SOURCE EXTRACT >>
Segment Open
Gum disease is one of the more common dental health issues among adults. In fact, nearly 50 percent of U.S. adults aged 30 or older have been diagnosed with gum disease, according to the Centers for Disease Control and Prevention. Whether's it is caused by smoking or not flossing frequently enough, gum disease can negatively affect your dental health and other parts of your body. Here are some of the consequences you can face with gum disease:
Tooth loss is one of the most common effects of untreated gum disease. When gum disease progresses, it can damage the bone and gums, leaving less support for your teeth. If your teeth are not properly supported, they may eventually separate themselves from the gums and fall out.
Advanced gum disease can even lead to heart problems. If the bacteria in your gums makes its way to your bloodstream, it can attach to your heart blood vessels and form clots, increasing the risk of a heart attack.
If you have untreated gum disease, the bacteria can block your arteries and increase your risk of suffering a stroke.
Respiratory disease is another health condition you have to worry about if you have gum disease. The bacteria in your mouth can get to your lungs and lead to pneumonia and other serious respiratory problems.
If you are pregnant, you have to be even more concerned about gum disease. This oral health condition is more common in pregnant women because of increased hormones. If gum disease is left untreated, it can cause a premature birth by signaling your immune system to deliver the baby now.
How Can You Prevent Gum Disease?
- Be Diligent About Flossing: Your toothbrush will not remove all the food particles in between your teeth, so you must floss on a daily basis. Flossing between each tooth will get rid of the plaque and bacteria responsible for gum disease. Be careful not to snap your floss, as this can irritate your sensitive gum tissue.
Segment Closed
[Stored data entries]
Segment Open
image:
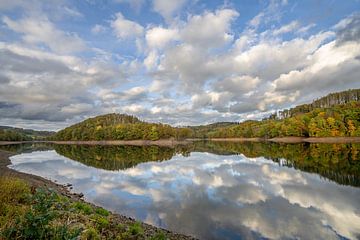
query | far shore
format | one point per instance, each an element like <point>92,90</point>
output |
<point>292,139</point>
<point>173,143</point>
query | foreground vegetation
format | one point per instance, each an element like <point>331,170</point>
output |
<point>28,213</point>
<point>20,134</point>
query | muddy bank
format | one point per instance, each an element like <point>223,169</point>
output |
<point>36,181</point>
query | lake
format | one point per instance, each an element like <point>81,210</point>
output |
<point>214,190</point>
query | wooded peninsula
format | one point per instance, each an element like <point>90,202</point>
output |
<point>335,115</point>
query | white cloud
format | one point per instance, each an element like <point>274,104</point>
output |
<point>41,30</point>
<point>124,28</point>
<point>209,29</point>
<point>291,27</point>
<point>159,37</point>
<point>151,60</point>
<point>168,8</point>
<point>97,29</point>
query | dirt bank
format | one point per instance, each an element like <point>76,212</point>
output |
<point>35,181</point>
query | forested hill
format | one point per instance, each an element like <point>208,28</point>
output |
<point>328,101</point>
<point>20,134</point>
<point>342,120</point>
<point>119,127</point>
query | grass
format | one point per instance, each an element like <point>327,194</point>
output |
<point>27,213</point>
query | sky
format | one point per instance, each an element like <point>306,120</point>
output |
<point>181,62</point>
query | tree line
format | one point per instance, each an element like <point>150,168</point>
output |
<point>119,127</point>
<point>10,135</point>
<point>337,121</point>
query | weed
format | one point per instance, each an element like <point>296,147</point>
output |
<point>90,234</point>
<point>159,236</point>
<point>102,212</point>
<point>83,207</point>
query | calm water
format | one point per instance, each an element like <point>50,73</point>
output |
<point>215,190</point>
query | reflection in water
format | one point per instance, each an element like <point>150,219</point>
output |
<point>338,162</point>
<point>220,196</point>
<point>116,157</point>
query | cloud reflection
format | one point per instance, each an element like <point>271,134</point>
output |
<point>212,196</point>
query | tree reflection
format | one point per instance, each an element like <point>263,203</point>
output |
<point>338,162</point>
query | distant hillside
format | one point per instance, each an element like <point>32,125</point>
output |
<point>336,121</point>
<point>203,131</point>
<point>19,134</point>
<point>328,101</point>
<point>119,127</point>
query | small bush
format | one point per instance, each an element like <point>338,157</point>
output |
<point>90,234</point>
<point>102,212</point>
<point>12,190</point>
<point>101,222</point>
<point>136,229</point>
<point>159,236</point>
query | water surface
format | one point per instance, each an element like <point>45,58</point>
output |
<point>216,190</point>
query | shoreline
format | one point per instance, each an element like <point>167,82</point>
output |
<point>292,139</point>
<point>37,181</point>
<point>173,143</point>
Segment Closed
WHAT YOU NEED TO DO >> Continue the piece on gum disease, starting right after its last sentence.

ANSWER SPACE >>
- Include Vitamin C in Your Diet: Proper nutrition is important for guarding against gum disease. Vitamin C, in particular, can improve your immune system and reduce gum infections. Good sources of vitamin C include kiwis, oranges, bell peppers, papaya and strawberries.
- Stop Smoking: Smoking tobacco products can have terrible effects on your gums. The chemicals in cigarettes can increase the risk of gum infections and slow down healing. Quitting the habit can potentially save your gums and help you avoid an array of other health conditions.
- Clean Your Tongue: Your tongue can accumulate a lot of bacteria, so it is very important to clean it every day with a tongue scraper. If you do not keep your tongue clean, the bacteria can eventually transfer to your gums. If you do not have a tongue scraper, you can clean your tongue with your toothbrush.
- Do not Skip Dental Visits: Even if your gums are in good health, you still should have dental cleanings every six months. The dental hygienist will use professional tools to remove hardened plaque underneath your gums, reducing the risk of infections. Your dentist can also check for early signs of gum disease during your dental visits.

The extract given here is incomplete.